Rows of box annotation data
• • • • •
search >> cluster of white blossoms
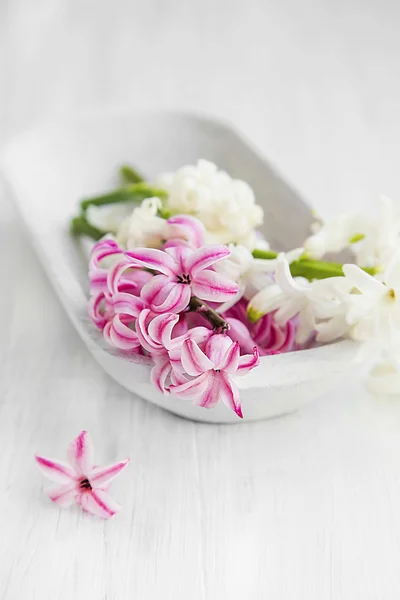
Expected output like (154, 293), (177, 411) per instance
(304, 196), (400, 267)
(80, 160), (400, 394)
(156, 160), (263, 250)
(116, 198), (165, 250)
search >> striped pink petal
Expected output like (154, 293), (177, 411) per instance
(216, 342), (240, 374)
(150, 355), (172, 394)
(191, 271), (239, 302)
(225, 317), (254, 352)
(186, 244), (231, 277)
(140, 275), (175, 307)
(35, 454), (76, 483)
(171, 369), (188, 386)
(147, 283), (191, 313)
(112, 292), (144, 317)
(219, 373), (243, 419)
(194, 372), (221, 408)
(68, 431), (93, 476)
(79, 488), (121, 519)
(88, 292), (107, 329)
(89, 458), (129, 488)
(107, 256), (138, 295)
(170, 372), (210, 399)
(89, 238), (122, 271)
(148, 313), (179, 350)
(181, 338), (214, 377)
(206, 333), (234, 368)
(103, 315), (140, 350)
(48, 482), (78, 508)
(136, 308), (159, 353)
(167, 215), (205, 248)
(237, 346), (260, 375)
(125, 248), (177, 276)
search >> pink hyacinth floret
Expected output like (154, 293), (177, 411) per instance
(223, 298), (296, 356)
(89, 215), (296, 417)
(125, 245), (239, 313)
(35, 431), (129, 519)
(171, 334), (259, 418)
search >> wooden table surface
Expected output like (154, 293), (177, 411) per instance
(0, 0), (400, 600)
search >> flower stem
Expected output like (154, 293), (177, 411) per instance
(253, 250), (379, 280)
(189, 296), (229, 333)
(71, 215), (107, 242)
(81, 181), (167, 211)
(119, 165), (144, 183)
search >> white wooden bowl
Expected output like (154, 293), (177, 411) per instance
(1, 112), (357, 423)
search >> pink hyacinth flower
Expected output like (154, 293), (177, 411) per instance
(223, 299), (296, 356)
(171, 334), (259, 418)
(35, 431), (129, 519)
(126, 245), (238, 313)
(164, 215), (205, 249)
(136, 309), (212, 394)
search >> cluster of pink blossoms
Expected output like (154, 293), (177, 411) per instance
(89, 215), (295, 417)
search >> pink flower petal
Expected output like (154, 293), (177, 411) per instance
(186, 244), (231, 278)
(194, 372), (221, 408)
(206, 333), (234, 367)
(237, 346), (260, 375)
(35, 454), (76, 483)
(219, 373), (243, 419)
(89, 458), (129, 488)
(170, 373), (209, 399)
(165, 244), (193, 277)
(79, 489), (121, 519)
(107, 256), (138, 295)
(112, 292), (144, 317)
(167, 215), (205, 248)
(150, 283), (191, 313)
(125, 248), (177, 276)
(191, 271), (239, 302)
(217, 342), (240, 374)
(182, 338), (214, 376)
(140, 275), (175, 307)
(88, 292), (107, 329)
(150, 355), (172, 394)
(148, 313), (179, 350)
(136, 308), (164, 353)
(89, 238), (122, 271)
(225, 317), (254, 352)
(48, 481), (78, 508)
(68, 431), (93, 477)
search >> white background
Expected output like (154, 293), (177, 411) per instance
(0, 0), (400, 600)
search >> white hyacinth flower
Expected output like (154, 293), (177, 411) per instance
(247, 255), (344, 344)
(343, 250), (400, 353)
(304, 196), (400, 267)
(352, 196), (400, 267)
(304, 213), (368, 259)
(116, 198), (165, 250)
(156, 160), (263, 250)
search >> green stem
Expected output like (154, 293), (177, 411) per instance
(253, 250), (379, 280)
(71, 215), (107, 242)
(119, 165), (144, 183)
(81, 182), (167, 211)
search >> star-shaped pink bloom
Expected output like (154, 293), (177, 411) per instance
(170, 334), (259, 418)
(125, 245), (239, 313)
(35, 431), (129, 519)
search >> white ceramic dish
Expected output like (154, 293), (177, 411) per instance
(2, 112), (357, 423)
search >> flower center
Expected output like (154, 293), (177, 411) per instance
(386, 288), (396, 300)
(178, 273), (190, 285)
(79, 477), (92, 490)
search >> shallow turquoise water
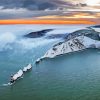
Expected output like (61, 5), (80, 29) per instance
(0, 50), (100, 100)
(0, 26), (100, 100)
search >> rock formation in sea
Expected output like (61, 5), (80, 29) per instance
(24, 29), (53, 38)
(37, 25), (100, 61)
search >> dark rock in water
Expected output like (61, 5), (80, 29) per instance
(46, 34), (66, 39)
(24, 29), (53, 38)
(65, 27), (100, 41)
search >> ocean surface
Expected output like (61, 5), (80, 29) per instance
(0, 25), (100, 100)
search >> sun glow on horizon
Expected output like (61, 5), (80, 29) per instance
(85, 0), (100, 6)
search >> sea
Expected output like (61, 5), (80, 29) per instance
(0, 25), (100, 100)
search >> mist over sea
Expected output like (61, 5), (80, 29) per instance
(0, 25), (100, 100)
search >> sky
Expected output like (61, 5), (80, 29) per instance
(0, 0), (100, 24)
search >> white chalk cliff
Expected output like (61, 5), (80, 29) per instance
(36, 26), (100, 59)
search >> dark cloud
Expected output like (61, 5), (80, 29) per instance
(0, 0), (70, 10)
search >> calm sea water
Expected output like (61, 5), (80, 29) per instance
(0, 25), (100, 100)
• • • • •
Output the part of the items that opens with the line containing "search >> shallow turquoise water" and closes with the line containing "(37, 25), (100, 61)", both lines included, as a JSON list of strings with one string per line and blank lines omitted. Leave the pictures out of the list.

● Task output:
[
  "search >> shallow turquoise water",
  "Expected output like (61, 5), (80, 29) per instance",
  "(0, 50), (100, 100)",
  "(0, 26), (100, 100)",
  "search >> rock formation in sea",
  "Expected output like (61, 5), (80, 29) per instance",
  "(24, 29), (53, 38)",
  "(37, 25), (100, 61)"
]